Word for word, give the material below again, minus any images.

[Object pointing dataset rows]
--
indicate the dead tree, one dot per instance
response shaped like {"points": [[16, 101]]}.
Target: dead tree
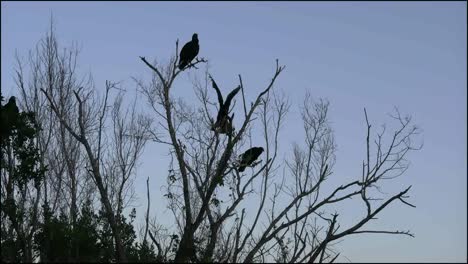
{"points": [[210, 199]]}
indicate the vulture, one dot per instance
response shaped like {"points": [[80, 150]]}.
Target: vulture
{"points": [[223, 121], [189, 52], [249, 156], [9, 115]]}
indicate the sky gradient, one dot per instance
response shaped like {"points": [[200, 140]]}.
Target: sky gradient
{"points": [[355, 54]]}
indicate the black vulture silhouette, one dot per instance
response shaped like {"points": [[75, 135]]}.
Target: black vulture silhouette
{"points": [[223, 122], [9, 115], [249, 156], [189, 51]]}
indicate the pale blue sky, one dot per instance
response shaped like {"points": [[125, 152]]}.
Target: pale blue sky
{"points": [[356, 54]]}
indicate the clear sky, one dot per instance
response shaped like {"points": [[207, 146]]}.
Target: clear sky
{"points": [[356, 54]]}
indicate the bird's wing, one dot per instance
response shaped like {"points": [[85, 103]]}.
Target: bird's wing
{"points": [[218, 92]]}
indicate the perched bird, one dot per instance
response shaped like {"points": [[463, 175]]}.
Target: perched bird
{"points": [[249, 156], [223, 121], [9, 115], [189, 51]]}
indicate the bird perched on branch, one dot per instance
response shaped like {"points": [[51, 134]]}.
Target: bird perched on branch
{"points": [[249, 156], [189, 51], [9, 115], [223, 122]]}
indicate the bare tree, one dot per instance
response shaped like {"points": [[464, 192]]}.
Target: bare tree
{"points": [[210, 199], [77, 147]]}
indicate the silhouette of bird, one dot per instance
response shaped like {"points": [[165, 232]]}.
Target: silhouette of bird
{"points": [[189, 51], [9, 115], [223, 120], [249, 156]]}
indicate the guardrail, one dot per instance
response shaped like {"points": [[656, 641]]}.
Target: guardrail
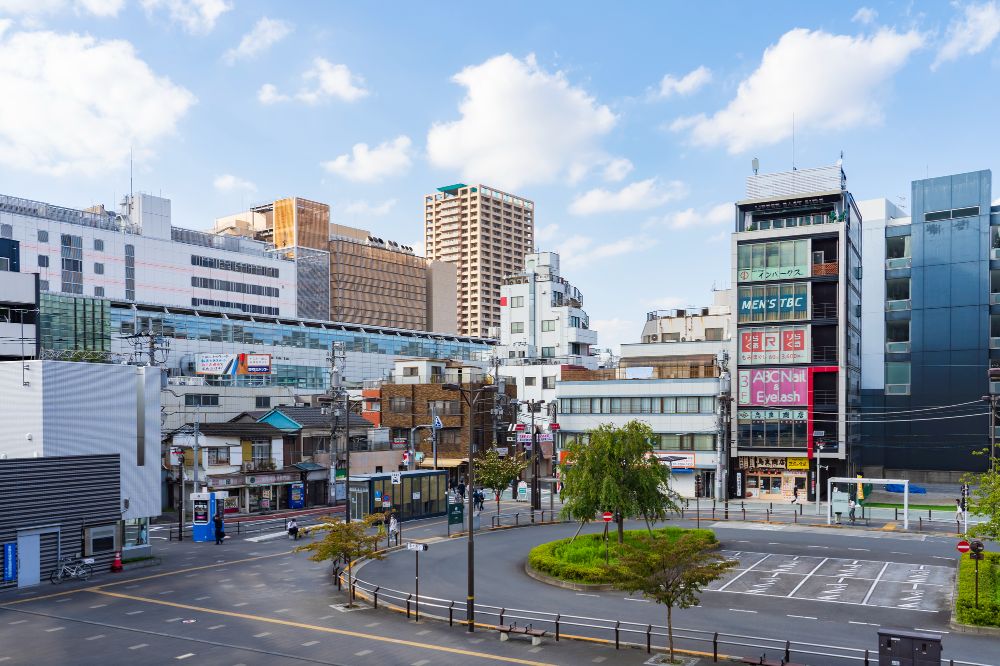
{"points": [[622, 633]]}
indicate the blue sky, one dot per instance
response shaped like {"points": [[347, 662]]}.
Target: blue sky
{"points": [[632, 126]]}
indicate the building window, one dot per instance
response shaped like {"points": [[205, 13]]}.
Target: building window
{"points": [[201, 400], [102, 539], [218, 456], [400, 405]]}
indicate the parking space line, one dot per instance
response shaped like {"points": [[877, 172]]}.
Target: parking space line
{"points": [[328, 630], [868, 596]]}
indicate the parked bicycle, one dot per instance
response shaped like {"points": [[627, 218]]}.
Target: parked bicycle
{"points": [[70, 568]]}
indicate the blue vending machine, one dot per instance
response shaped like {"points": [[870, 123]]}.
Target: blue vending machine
{"points": [[204, 507]]}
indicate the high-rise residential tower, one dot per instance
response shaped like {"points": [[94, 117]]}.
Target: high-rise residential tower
{"points": [[486, 234]]}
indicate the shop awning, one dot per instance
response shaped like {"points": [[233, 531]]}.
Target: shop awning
{"points": [[443, 463]]}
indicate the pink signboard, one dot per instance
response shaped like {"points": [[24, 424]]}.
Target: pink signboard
{"points": [[771, 387]]}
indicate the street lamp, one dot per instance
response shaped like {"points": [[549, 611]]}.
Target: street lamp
{"points": [[471, 397]]}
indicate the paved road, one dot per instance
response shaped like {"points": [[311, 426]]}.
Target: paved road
{"points": [[796, 583]]}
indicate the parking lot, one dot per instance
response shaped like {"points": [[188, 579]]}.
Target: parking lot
{"points": [[920, 587]]}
--
▸ **Result**:
indicate the dead tree, one dot per instance
response shaped like {"points": [[16, 101]]}.
Target: dead tree
{"points": [[210, 199]]}
indicate the vulture, one dot per instance
response shaped like {"points": [[80, 150]]}.
Target: vulture
{"points": [[223, 121], [189, 52], [249, 156], [9, 115]]}
indicate the sky gradient, one dot per instance
response shaped like {"points": [[200, 140]]}.
Target: sky gradient
{"points": [[355, 54]]}
indicate the black vulture silhouette, one dot per instance
response shaped like {"points": [[75, 135]]}.
Target: black vulture silhouette
{"points": [[223, 122], [9, 115], [249, 156], [189, 51]]}
indicate the pale blue sky, one dot per instance
response shaped like {"points": [[125, 152]]}.
Target: pale blue sky
{"points": [[356, 54]]}
indicate the clear sky, one dot per instance
response shaped like {"points": [[207, 146]]}.
Target: clear sky
{"points": [[356, 54]]}
indicate the bird's wing, one dot per instance
response shaped like {"points": [[85, 103]]}.
Target: bird's wing
{"points": [[218, 92]]}
indicate the perched bird, one dot per instance
response shaped like {"points": [[463, 175]]}.
Target: perched bird
{"points": [[249, 156], [223, 121], [9, 115], [189, 51]]}
indicate the bird perched on branch, one dot per instance
response shaped like {"points": [[51, 134]]}.
Target: bird perched on branch
{"points": [[249, 156], [189, 51], [9, 115], [223, 122]]}
indicate the bare tree, one dot per instance
response shaped like {"points": [[464, 192]]}.
Target: bare tree
{"points": [[210, 199], [77, 147]]}
indicate the silhouette of bird, one dot per instance
response shaped like {"points": [[165, 232]]}.
Target: silhouette of bird
{"points": [[189, 51], [9, 115], [223, 120], [249, 156]]}
indicate the guardrail, one dot per instance
response shaped like {"points": [[656, 641]]}.
Target: guardrail
{"points": [[622, 633]]}
indicate the blue sky, one dot per instance
response shaped like {"points": [[347, 662]]}.
Target: blue sky
{"points": [[632, 126]]}
indicate the building window, one dot per instance
response shaped like {"points": [[205, 13]]}.
Target: building window
{"points": [[201, 400], [102, 539], [218, 456], [400, 405]]}
indicate the parking space line, one dot per instance
response shaped like {"points": [[877, 172]]}.
Target: parking space line
{"points": [[328, 630], [868, 596]]}
indicate the parked bicycle, one dot per instance
response shaped like {"points": [[627, 218]]}.
Target: parked bicycle
{"points": [[70, 568]]}
indicate the blue vending machine, one dot per instance
response shaped like {"points": [[870, 123]]}.
Target: blue vending machine
{"points": [[204, 507]]}
indicate the high-rise residential tower, one dot per instance
response shaped like {"points": [[94, 117]]}.
Target: high-rise residential tower
{"points": [[486, 234]]}
indicate the shop awning, one dot per instance
response shaped like {"points": [[233, 531]]}.
Target: shop awning
{"points": [[443, 463]]}
indicate the pink signboard, one dot per instance
response shaped like {"points": [[24, 424]]}.
Target: pink signboard
{"points": [[771, 387]]}
indicate the street lamp, one dot per instance
response shaped like {"points": [[549, 611]]}.
Target: street lamp
{"points": [[471, 397]]}
indicate the paved road, one dot per instance
response shaped like {"points": [[311, 426]]}.
Target: paved road
{"points": [[796, 583]]}
indicate the parking lot, one dot per instance
response shaped like {"points": [[188, 579]]}.
Target: parking lot
{"points": [[920, 587]]}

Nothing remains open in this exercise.